● **Page text**
— begin —

These are primarily affixed to the inner walls of this inner telescopic section and are accessible whether the module is open, closed or partially open.

Other components, that are intended to occupy space along the length of the vehicle only when the living module is extended, can be attached to the open end of the inner telescopic module so long as they rotate wholly or partially so as to be stowed vertically until needed when the module is opened.

For example, a single-bed/sofa may rotate up to and lock onto the forward edge of a toilet cubicle. When the telescopic modules are extended, this may be rotated 90 degrees to form a sofa or bed extending into the outer telescopic module and beyond.

Where there is not a full height partition to stow a 2m long bed vertically, a chair may be present -the back of which can be rotated from vertical to horizontal position when needed forming another bed.

Note that due to the floor being above not only the chassis but also that of the outer telescopic section, headroom is slightly less in this part of the module -but as the overall height is normally more than 2m (to provide ample height for the largest horses) this is not a problem.

As the living module in this design sits between the axles in the finished vehicle, it is a good place to locate heavy items such as gas bottle and leisure battery. This also means that the wiring/piping to and from these can be largely localized within this space.

As with the outer section, the floor is typically raised more than strictly necessary -forming a (for example) 75mm step when extended. When fully contacted, in this example the steps to both telescopic sections are aligned forming a single 150mm step.

The closed face of the living module must act as a bulkhead (202) -preventing the horse(s) from entering the living space in the event of an impact. It must also be strong enough not to be damaged should a horse kick it violently.

Note that the outer dimensions of the bulkhead (202) provide a snug (but not quite touching) fit with the outer shell of the horsebox -not the outer telescopic module of Figure 1. This will therefore not fit inside the outer telescopic section but, rather will make contact with the end faces of its walls (101). When that section is locked in place this prevents the bulkhead (and any suddenly decelerating horses) from moving towards the vehicle's living space and cab.

Although this bulkhead must be strong up to the height of the horse's body, it does not need to be as strong at the top as at the bottom -where it must also resist kicking. This allows for a lighter section to form a hinged hatch (204).

The bulkhead normally includes a small door (203) to one side -through which passengers can access the horse bay while the vehicle is moving (and hence the ramp is up).

This inner telescopic section moves along the major axis of the horsebox on, for example, rollers. Note that the forward rollers (206) will rest on the floor of the outer telescopic section while the rear rollers (207) will rest on the rails previously described in the floor of the horse bay.

Most horse bays are divided into one or more "stalls" by very solid metal dividers (208). Such dividers are typically 1.2m high and often include a rubber skirt at the bottom with a metal section above -allowing them to hold the weight of the horse should it fall or push against it without intruding on the space used by the neighbouring horse.

The divider (208) typically locks into place with a sprung cylinder (210) at one end that engages with a horizontal rail containing one or more holes. This allows slightly more or less space to be given to each of the two sides as required for larger/smaller horses and/or when only one is travelling.

— end —

● **Directions**
Translate this sentence from the horsebox text into Spanish: "This inner telescopic section moves along the major axis of the horsebox on, for example, rollers."

● **Dataset content**
— begin —

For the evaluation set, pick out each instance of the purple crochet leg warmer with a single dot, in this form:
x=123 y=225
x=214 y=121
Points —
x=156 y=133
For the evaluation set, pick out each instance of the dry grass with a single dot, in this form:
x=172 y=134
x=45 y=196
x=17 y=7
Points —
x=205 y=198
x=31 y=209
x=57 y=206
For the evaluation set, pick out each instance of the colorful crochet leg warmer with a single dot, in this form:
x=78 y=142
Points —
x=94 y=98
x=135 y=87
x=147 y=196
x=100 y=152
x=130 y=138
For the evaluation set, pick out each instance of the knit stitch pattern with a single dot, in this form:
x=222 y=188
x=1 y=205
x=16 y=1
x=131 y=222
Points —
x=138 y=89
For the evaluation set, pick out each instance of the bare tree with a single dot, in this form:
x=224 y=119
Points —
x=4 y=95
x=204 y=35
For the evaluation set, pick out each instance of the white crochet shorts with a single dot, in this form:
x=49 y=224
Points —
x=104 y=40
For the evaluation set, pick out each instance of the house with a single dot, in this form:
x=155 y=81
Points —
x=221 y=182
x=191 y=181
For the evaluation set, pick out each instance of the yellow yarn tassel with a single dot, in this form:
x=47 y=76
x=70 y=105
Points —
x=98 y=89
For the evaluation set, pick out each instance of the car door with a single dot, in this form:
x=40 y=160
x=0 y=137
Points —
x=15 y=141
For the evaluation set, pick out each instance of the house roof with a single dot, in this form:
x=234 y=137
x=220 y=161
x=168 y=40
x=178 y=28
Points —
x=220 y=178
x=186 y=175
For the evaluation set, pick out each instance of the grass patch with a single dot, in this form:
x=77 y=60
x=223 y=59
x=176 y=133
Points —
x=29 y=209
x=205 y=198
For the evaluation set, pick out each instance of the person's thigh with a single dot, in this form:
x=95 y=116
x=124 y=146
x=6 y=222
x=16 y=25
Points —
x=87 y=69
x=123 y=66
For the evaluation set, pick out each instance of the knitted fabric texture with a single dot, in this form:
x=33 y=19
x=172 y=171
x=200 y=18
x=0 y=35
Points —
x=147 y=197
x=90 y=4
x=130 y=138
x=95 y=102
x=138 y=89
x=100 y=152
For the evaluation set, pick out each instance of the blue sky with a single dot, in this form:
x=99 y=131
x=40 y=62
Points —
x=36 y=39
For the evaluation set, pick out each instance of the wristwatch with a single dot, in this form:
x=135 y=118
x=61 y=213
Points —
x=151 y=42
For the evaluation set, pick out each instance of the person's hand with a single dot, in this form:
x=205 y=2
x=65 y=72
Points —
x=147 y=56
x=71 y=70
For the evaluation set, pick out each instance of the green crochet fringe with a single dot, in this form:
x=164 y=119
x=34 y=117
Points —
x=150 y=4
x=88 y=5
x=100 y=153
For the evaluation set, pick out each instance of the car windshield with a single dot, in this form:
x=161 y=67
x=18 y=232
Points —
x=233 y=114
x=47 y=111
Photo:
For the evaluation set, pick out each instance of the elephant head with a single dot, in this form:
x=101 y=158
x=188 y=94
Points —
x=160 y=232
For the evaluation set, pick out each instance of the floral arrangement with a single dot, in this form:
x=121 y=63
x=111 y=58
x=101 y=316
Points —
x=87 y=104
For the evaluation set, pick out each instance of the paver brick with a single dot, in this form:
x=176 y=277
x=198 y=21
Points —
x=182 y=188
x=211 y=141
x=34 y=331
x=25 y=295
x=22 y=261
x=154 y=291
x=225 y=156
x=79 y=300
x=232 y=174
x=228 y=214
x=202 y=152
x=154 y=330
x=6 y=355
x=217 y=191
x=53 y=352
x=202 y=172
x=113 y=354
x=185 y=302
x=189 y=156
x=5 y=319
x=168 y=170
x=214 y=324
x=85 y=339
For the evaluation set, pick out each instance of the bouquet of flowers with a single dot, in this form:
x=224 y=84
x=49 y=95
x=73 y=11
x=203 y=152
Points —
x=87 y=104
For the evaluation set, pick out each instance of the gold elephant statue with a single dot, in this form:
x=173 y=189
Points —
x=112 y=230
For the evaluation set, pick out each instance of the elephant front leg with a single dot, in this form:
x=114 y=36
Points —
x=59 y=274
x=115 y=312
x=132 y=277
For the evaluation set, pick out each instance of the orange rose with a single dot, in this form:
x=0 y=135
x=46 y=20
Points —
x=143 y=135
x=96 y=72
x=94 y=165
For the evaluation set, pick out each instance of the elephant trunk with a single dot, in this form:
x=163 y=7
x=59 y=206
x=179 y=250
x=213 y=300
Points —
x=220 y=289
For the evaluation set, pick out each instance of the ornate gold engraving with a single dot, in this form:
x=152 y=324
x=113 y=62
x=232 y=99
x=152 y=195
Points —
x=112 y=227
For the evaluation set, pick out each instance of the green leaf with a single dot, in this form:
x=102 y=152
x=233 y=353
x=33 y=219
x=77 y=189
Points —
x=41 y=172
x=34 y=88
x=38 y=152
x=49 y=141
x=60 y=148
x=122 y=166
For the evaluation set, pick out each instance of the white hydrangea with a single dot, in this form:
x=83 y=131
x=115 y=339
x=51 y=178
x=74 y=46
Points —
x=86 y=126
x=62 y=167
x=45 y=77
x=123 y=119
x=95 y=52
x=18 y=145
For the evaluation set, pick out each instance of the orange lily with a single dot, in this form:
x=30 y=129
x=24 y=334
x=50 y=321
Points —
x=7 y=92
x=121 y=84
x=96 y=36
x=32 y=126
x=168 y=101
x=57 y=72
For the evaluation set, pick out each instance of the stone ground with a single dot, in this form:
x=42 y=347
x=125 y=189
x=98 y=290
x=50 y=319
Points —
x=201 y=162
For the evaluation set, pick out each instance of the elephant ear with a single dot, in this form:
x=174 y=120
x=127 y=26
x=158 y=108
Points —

— end —

● **Result for this task**
Esta sección telescópica interior se desplaza a lo largo del eje mayor del camión para caballos sobre, por ejemplo, rodillos.